TEKS SUMBER
Dyari sang Guru
Day 4
Sabtu, 4 Februari 2023
🌞 MUHASABAH DI HARI SABTU
Sabtu adalah salah satu hari rehat, Quality Time bersama keluarga. Hari bersih-bersih rumah, hari duduk sejenak dan tepekur. Selama mengikuti pelatihan menulis Mrs. Fiant merasakan beberapa hal yang mungkin perlu di perdalam, digiatkan kembali, diubah dan ada pula yang menjadi tanda tanya.
Pikiran tentang Alia, membuat Mrs. Fiant merenung sejenak.
"Samakah karakteristik siswa di semua daerah ? Benarkah apa yang di utarakan kawan-kawan dalam grup menulis? Sungguhkah mereka dapat menerapkan sosok guru ideal ?". Pertanyaan yang mungkin tidak akan pernah mendapatkan jawaban.
" Atau akukah yang belum sejati sebagai guru.." Mrs.Fiant merenung.
Reality yang sesungguhnya jarang disuguhkan dalam kisah seseorang. Terkadang iya hanya menceritakan apa yang ingin orang ketahui. Apa yang ingin orang lain dengar atau apa yang ingin orang lain capai.
Mrs. Fiant ragu dalam kelas belajar menulis ini dimana ada harapan mencapai penerbit Mayor tidak dapat dilakukan dengan pemikiran bebas. Mungkin Mrs. Fiant harus mengikuti alur seperti utopia yang ingin dicapai sebagai guru penggerak.
Mrs, Fiant pernah sekali membuka aplikasi guru dimana beliau di tawarkan sebagai guru penggerak oleh instansi pelatihan pemerintah. Namun Mrs.Fiant mengalami banyak dilema di dalamnya. Betapa tidak pengalamannya berinteraksi dengan komponen stake holder sekolah memiliki pengalaman yang melelahkan sekaligus menorehkan luka.
Mrs. Fiant mulai tertarik menulis ketika salah seorang dosen IAIN yang juga kawan lamanya yang berada di sidikalang menawarkan menulis sebuah buku Antologi yang bertema tentang pengasuhan anak. Bersama kawan-kawan se Nusantara, Mrs. Fiant mulai menulis.

LATIHAN TERTULIS 1
Menurut teks sumber, apa tema buku Antologi yang ditawarkan kepada Mrs. Fiant?

Entri data tersimpan:
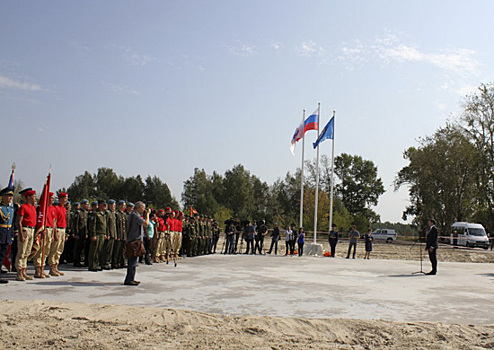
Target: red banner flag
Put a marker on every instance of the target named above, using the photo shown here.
(44, 201)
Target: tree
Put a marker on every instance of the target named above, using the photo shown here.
(107, 184)
(83, 187)
(478, 123)
(359, 186)
(441, 178)
(239, 196)
(198, 193)
(157, 193)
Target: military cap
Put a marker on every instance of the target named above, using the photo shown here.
(23, 192)
(9, 191)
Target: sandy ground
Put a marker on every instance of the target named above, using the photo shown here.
(53, 325)
(56, 324)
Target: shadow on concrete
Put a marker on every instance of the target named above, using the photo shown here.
(408, 275)
(77, 284)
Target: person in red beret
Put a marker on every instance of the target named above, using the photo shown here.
(26, 220)
(58, 243)
(41, 253)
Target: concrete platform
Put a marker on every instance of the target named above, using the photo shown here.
(308, 287)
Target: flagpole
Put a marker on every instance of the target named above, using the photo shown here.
(317, 176)
(302, 174)
(332, 182)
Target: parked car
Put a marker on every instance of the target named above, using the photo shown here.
(385, 234)
(469, 235)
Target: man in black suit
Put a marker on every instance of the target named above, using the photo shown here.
(432, 245)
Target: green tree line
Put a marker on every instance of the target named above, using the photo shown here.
(240, 194)
(106, 184)
(450, 174)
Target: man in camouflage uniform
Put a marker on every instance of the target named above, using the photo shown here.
(193, 236)
(68, 251)
(121, 235)
(110, 236)
(80, 232)
(97, 233)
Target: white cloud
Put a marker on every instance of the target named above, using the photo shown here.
(467, 90)
(311, 49)
(389, 48)
(123, 89)
(136, 59)
(458, 60)
(7, 83)
(242, 50)
(276, 46)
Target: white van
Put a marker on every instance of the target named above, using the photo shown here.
(469, 235)
(385, 234)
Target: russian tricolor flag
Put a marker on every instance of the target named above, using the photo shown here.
(310, 123)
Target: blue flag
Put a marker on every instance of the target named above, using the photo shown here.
(326, 133)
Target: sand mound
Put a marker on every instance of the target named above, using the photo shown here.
(45, 324)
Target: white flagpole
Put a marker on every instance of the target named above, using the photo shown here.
(332, 182)
(302, 175)
(317, 175)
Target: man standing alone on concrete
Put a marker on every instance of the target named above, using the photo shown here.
(135, 230)
(432, 245)
(353, 235)
(275, 237)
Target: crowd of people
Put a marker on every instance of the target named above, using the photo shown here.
(96, 235)
(101, 235)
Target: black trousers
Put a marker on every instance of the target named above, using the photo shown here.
(250, 244)
(433, 259)
(292, 247)
(147, 246)
(274, 244)
(332, 244)
(354, 245)
(259, 244)
(3, 251)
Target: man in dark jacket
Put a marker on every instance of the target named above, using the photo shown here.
(431, 245)
(275, 237)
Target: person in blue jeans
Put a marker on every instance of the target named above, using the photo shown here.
(135, 231)
(368, 243)
(301, 241)
(353, 235)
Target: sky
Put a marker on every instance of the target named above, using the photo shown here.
(163, 87)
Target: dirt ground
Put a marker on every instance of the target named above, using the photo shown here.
(37, 324)
(52, 325)
(403, 250)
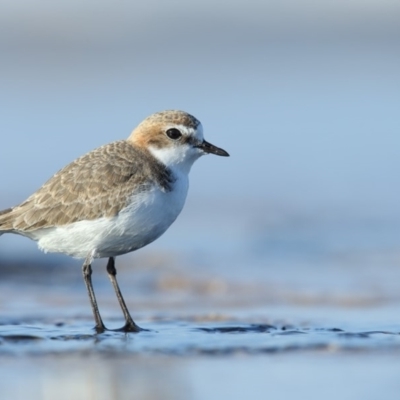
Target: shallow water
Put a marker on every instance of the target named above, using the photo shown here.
(307, 311)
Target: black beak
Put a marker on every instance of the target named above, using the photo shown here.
(210, 148)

LATIHAN TERTULIS 2
Tolong ambil setiap baris yang memuat kata "person".

HASIL AKHIR 1
Pengasuhan anak.

HASIL AKHIR 2
Target: person in red beret
Target: person in blue jeans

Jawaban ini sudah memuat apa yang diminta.